▸ Attività da svolgere
a – Cita alla lettera il passo del testo sull'impugnazione del licenziamento che comincia con "Quando impugnare il" e prosegue fino a "implica particolari formalismi.".
b – Elenca tutti i soggetti che, secondo il testo sull'impugnazione del licenziamento, possono inviare o ricevere in affidamento la lettera di contestazione del recesso.
c – Traduci in inglese questa frase del testo sull'impugnazione del licenziamento: "Attenzione però, in quanto il termine di 60 giorni è perentorio e, dunque, va rispettato a pena di decadenza, per non incappare nella perdita del diritto di contestare il provvedimento di licenziamento."
━━ Estratto del documento
Basta dare un’occhiata alla copiosa giurisprudenza in materia, per scoprire che la tutela a favore del lavoratore che impugna il licenziamento, può essere davvero ampia. Essa comporta il diritto al risarcimento del danno fino alla reintegra in ufficio.

Ciò significa che il dipendente che sia stato ingiustamente mandato via, potrà riconquistare il proprio posto di lavoro, conseguendo altresì le retribuzioni spettanti – e non ancora pagate – come pure i contributi previdenziali che il datore avrebbe dovuto versare dalla data di licenziamento, fino al provvedimento del giudice che dichiara l’illegittimità del recesso e fino alla riassunzione mediante reintegra nel posto.

In principio, come visto, il lavoratore – o la lavoratrice – dovrà però contestare formalmente il recesso. Tramite una lettera che potrà essere inviata direttamente dal lavoratore o dal suo avvocato, oppure potrà essere affidata all’associazione sindacale a cui ha aderito.

Quando impugnare il licenziamento

I termini di impugnazione del licenziamento sono fissati a 60 giorni, decorrenti dalla data in cui al lavoratore o alla lavoratrice:

Come accennato in precedenza, la contestazione andrà fatta per iscritto e dovrà specificare la volontà di opporsi al recesso. Basterà una semplice frase di dissenso e la firma del lavoratore, in quanto più volte la giurisprudenza ha affermato che la contestazione scritta iniziale non implica particolari formalismi.

Attenzione però, in quanto il termine di 60 giorni è perentorio e, dunque, va rispettato a pena di decadenza, per non incappare nella perdita del diritto di contestare il provvedimento di licenziamento.
━━━━
━━ Elenco dei dati
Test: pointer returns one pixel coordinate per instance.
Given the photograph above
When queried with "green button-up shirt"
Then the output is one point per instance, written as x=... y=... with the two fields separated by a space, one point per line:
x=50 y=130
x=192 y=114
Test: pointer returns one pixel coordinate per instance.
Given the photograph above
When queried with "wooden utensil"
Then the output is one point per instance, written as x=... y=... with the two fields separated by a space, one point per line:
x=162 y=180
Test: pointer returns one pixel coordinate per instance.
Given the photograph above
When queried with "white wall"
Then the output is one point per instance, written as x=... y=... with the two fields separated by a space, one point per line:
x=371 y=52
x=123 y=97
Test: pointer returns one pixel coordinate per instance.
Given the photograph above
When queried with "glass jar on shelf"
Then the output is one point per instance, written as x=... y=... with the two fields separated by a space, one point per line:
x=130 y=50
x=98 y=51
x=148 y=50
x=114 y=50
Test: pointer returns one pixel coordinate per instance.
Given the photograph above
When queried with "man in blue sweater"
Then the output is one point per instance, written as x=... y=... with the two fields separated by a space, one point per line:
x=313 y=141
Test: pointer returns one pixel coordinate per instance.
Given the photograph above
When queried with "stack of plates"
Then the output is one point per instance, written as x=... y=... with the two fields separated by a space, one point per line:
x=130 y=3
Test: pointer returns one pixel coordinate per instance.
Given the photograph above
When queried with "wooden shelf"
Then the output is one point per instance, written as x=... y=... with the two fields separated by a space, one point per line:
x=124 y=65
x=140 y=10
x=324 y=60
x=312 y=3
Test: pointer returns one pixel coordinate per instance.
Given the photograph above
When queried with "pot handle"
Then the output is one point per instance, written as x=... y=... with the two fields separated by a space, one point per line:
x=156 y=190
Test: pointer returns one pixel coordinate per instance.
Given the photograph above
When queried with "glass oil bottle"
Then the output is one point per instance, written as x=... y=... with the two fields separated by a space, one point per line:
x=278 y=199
━━━━
▸ Soluzioni per compito
a –
Quando impugnare il licenziamento

I termini di impugnazione del licenziamento sono fissati a 60 giorni, decorrenti dalla data in cui al lavoratore o alla lavoratrice:

Come accennato in precedenza, la contestazione andrà fatta per iscritto e dovrà specificare la volontà di opporsi al recesso. Basterà una semplice frase di dissenso e la firma del lavoratore, in quanto più volte la giurisprudenza ha affermato che la contestazione scritta iniziale non implica particolari formalismi.

b –
Il lavoratore, direttamente
Il suo avvocato
L'associazione sindacale a cui ha aderito

c – Be careful, however, since the 60-day deadline is mandatory and must therefore be met on pain of forfeiture, so as not to lose the right to challenge the dismissal measure.